▶ _Written instruction_
Extend the article below on Goodyear's integration with the Kelly tire brand, picking up after its final sentence.
---------- Selected text ----------
More assurances came from Brandon V. Stotsenburg, general manager of Kelly brands, who, until last October, had worked for Bridgestone/Firestone Inc.'s Dayton Tire associate brand unit.
He told dealers the secret of Kelly's success has been its independent dealers. ``Our new management team, my new sales team, will not lose focus of what's important to us—and that's you,'' he pledged.
Goodyear's vice president of sales and marketing, Marco Molinari, pointed out the benefits of the Goodyear-Kelly integration.
``You now can benefit from an opportunity to access a portfolio of brands, systems and services from the North American market leader,'' he said. Combining functions ``will create opportunities through better communication and streamlined management.'' However, ``good Kelly qualities,'' such as the ``Livewire'' ordering service, will remain intact.
He said the Goodyear-Kelly team is better than competitors—such as Michelin with its Uniroyal and BFGoodrich associate brands and Bridgestone/Firestone and its Dayton brands—because Goodyear ``has the greatest OE-carryover strength of any brand.''
The company spends more on national advertising to support its dealers' local efforts, he said. The Goodyear brand is backed up by more marketing services than any other brand, and ``leads the industry in product innovation.''
``Put it all together into a unified family of brands,'' he said, ``and you have the envy of the industry. Why? Because it's the best package available. That has to scare our competitors. And you know what? We want it to.''
Chuck Mick, Goodyear's vice president of dealer sales, North American Tire, took responsibility for implementing the strategy that ``takes advantage of the combined strengths'' of Kelly and Goodyear, telling dealers the tire maker's 12 field business units will remain ``consistent.''
Although Goodyear has combined sales regions and consolidated Kelly's regional offices with existing Goodyear regional offices to reduce its cost structure, Mr. Mick said there are no plans to merge the two sales forces because of distinct differences among the Goodyear, Kelly and associate brands and the retailers who sell them.
``The strengths of associate brands are different than the strengths of the Goodyear brand,'' he said.
``While we think it's a great opportunity for many of our existing customers to add Kelly to their current Goodyear offerings, or to add Goodyear to their current Kelly offerings, we aren't blanketing all our markets with that kind of thinking,'' he continued. ``In some cases, it doesn't make sense to combine the brands right away. Doing so could infringe upon another dealer's market area—and we won't do that.''
Goodyear is determined to keep its dealers competitive and profitable, he said. The company ``will not lose Kelly's customer focus,'' but will try to make the right decisions, not just fast decisions on brand strategy.
---------- Rows ----------
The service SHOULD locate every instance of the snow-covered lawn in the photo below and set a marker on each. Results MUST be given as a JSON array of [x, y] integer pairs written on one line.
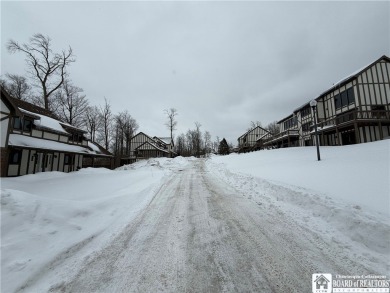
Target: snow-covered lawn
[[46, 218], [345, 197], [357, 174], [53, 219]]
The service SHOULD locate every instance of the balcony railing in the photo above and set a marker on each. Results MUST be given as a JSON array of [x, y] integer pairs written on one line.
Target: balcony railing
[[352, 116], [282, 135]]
----------
---------- Rows ----------
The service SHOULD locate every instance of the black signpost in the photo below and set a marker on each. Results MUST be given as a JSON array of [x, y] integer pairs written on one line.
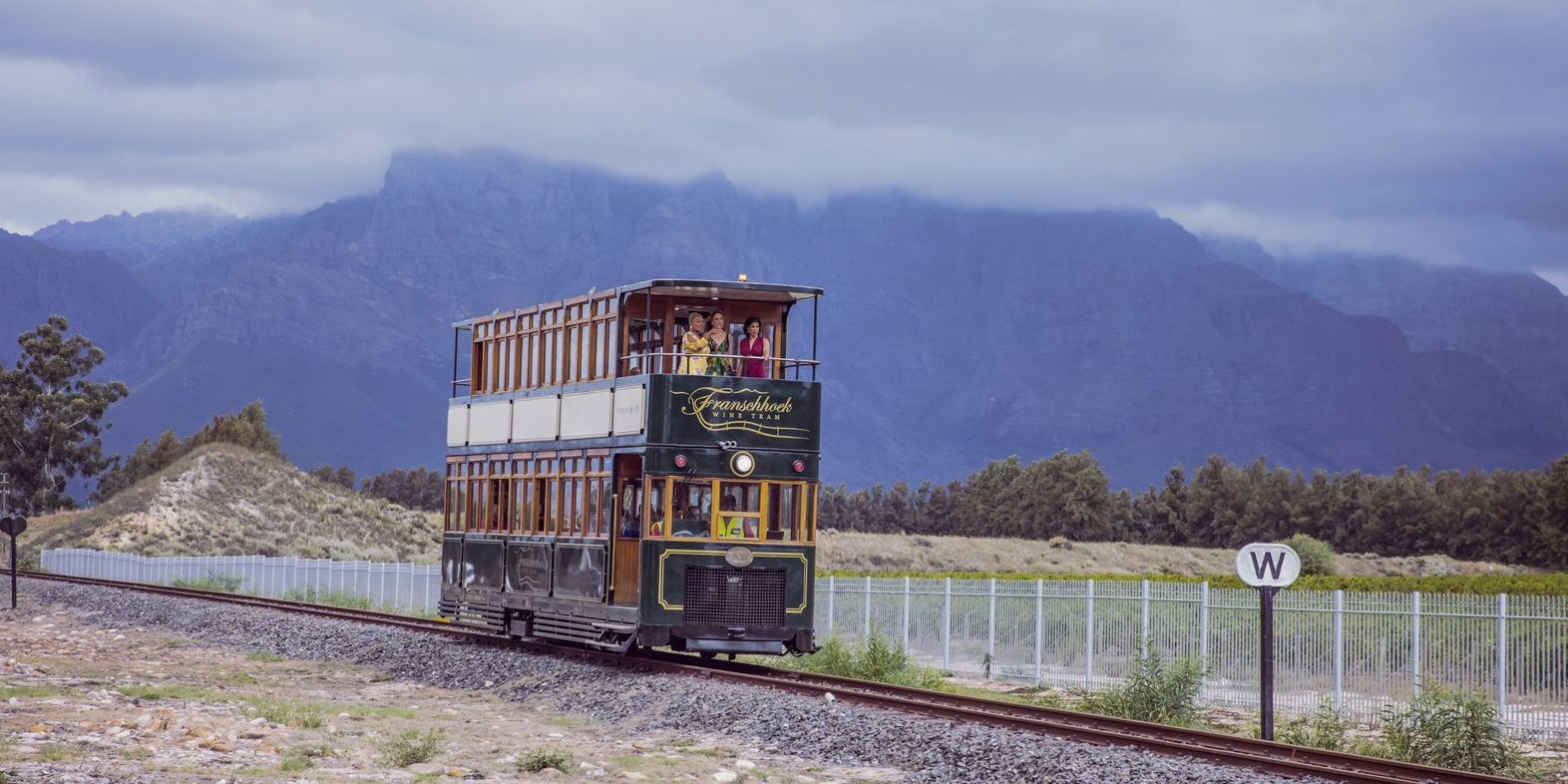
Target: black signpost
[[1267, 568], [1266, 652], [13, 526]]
----------
▶ _Output_
In a separate interview with Tire Business, Mr. Stotsenburg said that before making any decision to allow a Goodyear dealer to carry Kelly lines or vice versa, the company will evaluate requests on a case-by-case basis, taking into account ``objective statistics'' in a specific dealer's market. Goodyear's goal, he said, is to put together brand packages specific to dealers' needs.
``We won't infringe on a current dealer's market area if it doesn't benefit them and us in the future.''
In a speech to dealers, Mr. Stotsenburg said Goodyear must grow its market share and add new points of sale. But its focus ``will be to provide our current dealers with pragmatic, profitable reasons to displace competitive products with Goodyear-produced products'' in order to grow and strengthen its independent dealer channel.
To allay fears that longtime Kelly dealer contacts will be lost, Eugene Culler, Goodyear executive vice president, North American Tire, vowed that dealers will continue to deal with many of the same personnel ``who have been helping you for years.''
For the most part, dealers and distributors seemed willing to give the company some elbow room to prove its words true.
Rick Frock, who operates Carson Valley Tire in Gardnerville, Nev., said he was ``optimistic things will go real well'' once the integration is complete. He has been offered the option to sell Goodyears in his retail store, which has sold the Kelly brand for 15 years, and is giving it serious consideration.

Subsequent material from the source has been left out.